Tasks to complete:
a) Decide whether each statement agrees with the passage on support vector machines. Answer yes or no for each, and quote the words of the passage that decide it. (i) SVM is described as a binary classification algorithm. (ii) The kernel function maps the input data into a lower dimensional feature space. (iii) A robust SVM for channel estimation in OFDM systems was proposed by Zhu and Wei (2017).
b) Pick up the passage on support vector machines after its final sentence and write its continuation.

Document segment:
=====
The support vector machine (SVM) is a learning method, which avoids the problems of over-learning, under-learning and local minimum of network structure in the artificial neural networks. As a binary classification algorithm, it has widespread applications in various fields of engineering and medical sciences (Subasi 2013; Dukart et al. 2013; Alajlan et al. 2012; Haddi et al. 2013; Roy et al. 2016). Time series prediction using SVM has been one of popular research areas in recent years. The SVMs proposed for time series prediction cover many practical application areas from financial market prediction to electric consumption load forecasting and other scientific fields (Sapankevych and Sankar 2009). Pattern recognition is also among the research fields that SVM has been applied frequently (Byun and Lee 2002; Bashbaghi et al. 2017; Christlein et al. 2017; Liu et al. 2018; Shah et al. 2017; Solera-Urena et al. 2012). For example, automatic speech recognition using SVM has been presented in Solera-Urena et al. (2012). In communication systems, various problems can be solved by SVM. For example, in wireless sensor networks, SVM can be used for solving the localization problems (Zhu and Wei 2017). In (Garcia et al. 2006), a robust SVM has been proposed for channel estimation in orthogonal frequency division multiplexing (OFDM) systems.

From mathematical point of view, SVM is based on the structural risk minimized using the maximum margin idea (Ozer et al. 2011). In fact, a convex objective function is optimized to find the classifier (decision boundary). Kernel function plays a dominant role in SVM generalization performance. To be more precise, kernel function transfers the input data into a higher dimensional feature space. As a result, the data can be separated linearly, and the classification will be performed with more accuracy.
=====
Records:
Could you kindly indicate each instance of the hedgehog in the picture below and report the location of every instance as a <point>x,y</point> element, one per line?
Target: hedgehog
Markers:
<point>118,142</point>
=====
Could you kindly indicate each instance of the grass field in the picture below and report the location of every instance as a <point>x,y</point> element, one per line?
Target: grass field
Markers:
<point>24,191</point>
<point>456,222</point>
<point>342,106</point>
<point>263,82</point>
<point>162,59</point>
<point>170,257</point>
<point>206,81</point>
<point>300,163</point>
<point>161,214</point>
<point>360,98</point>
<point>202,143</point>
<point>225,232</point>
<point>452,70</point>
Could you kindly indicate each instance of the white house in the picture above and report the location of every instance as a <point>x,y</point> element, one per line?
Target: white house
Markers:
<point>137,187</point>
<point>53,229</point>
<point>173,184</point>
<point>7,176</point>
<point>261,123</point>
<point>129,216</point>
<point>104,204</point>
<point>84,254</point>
=====
Responses for each task:
a)
(i) Yes: "As a binary classification algorithm, it has widespread applications in various fields of engineering and medical sciences"
(ii) No: "kernel function transfers the input data into a higher dimensional feature space"
(iii) No: "In (Garcia et al. 2006), a robust SVM has been proposed for channel estimation in orthogonal frequency division multiplexing (OFDM) systems."

b)
Nowadays, pattern recognition plays an important role is industry. There are many industrial robots and other machines such as sorters that perform classification. Food industry is one the industries in which the accuracy of classification is very critical and important. For example, 1% false classification of agricultural products such as pistachio, olive and walnut can decrease the profit significantly. Thus, improving the accuracy of classifies such as SVM is necessary and important and will be applicable in today’s modern industry.

After proposing SVM, extensive studies have been devoted to enhancing its performance using different strategies. Reducing the number of support vectors is one of these strategies. For example, the proposed approach in Downs et al. (2001) allows the recognition and elimination of unnecessary support vectors while leaving the solution unchanged. Also, \(\nu\)—support vector classification has been proposed that introduces a regularization parameter \(\nu\) to control the number of support vectors and margin errors (Gu and Sheng 2017). A robust SVM in Song et al. (2002) has been proposed that tries to solve the over-fitting problem when outliers exist in the training sets and reduce the number of support vectors. Feature extraction is another solution for enhancement of the SVM performance. In (Caoa et al. 2003), three approaches, namely kernel principal component analysis (KPCA), principal component analysis (PCA) and independent component analysis (ICA), have been compared for feature extraction in SVM. Feature normalization is another solution proposed in the literature (Steinwart et al. 2004; Bi et al. 2005). Modifying or changing the kernel function with the aim of enhancing SVM performance is another idea that has been studied extensively (Ye and Suganthan 2012; Zhang et al. 2004; Kuo et al. 2014; Izquierdo-Verdiguier et al. 2013; Moghaddam and Hamidzadeh 2016).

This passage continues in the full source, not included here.